Swap "raised hand" for "lifted hand" throughout the material below, and leave every other part of each line unchanged.

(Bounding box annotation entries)
------------------------------------------------------------------------
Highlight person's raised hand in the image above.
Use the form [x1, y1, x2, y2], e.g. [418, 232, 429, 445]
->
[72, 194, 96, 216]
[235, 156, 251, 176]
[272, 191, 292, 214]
------------------------------------------------------------------------
• **Completed task**:
Highlight person's lifted hand in the image above.
Use the form [x1, y1, x2, y2], e.g. [418, 232, 429, 445]
->
[72, 194, 96, 216]
[235, 156, 251, 176]
[272, 191, 292, 214]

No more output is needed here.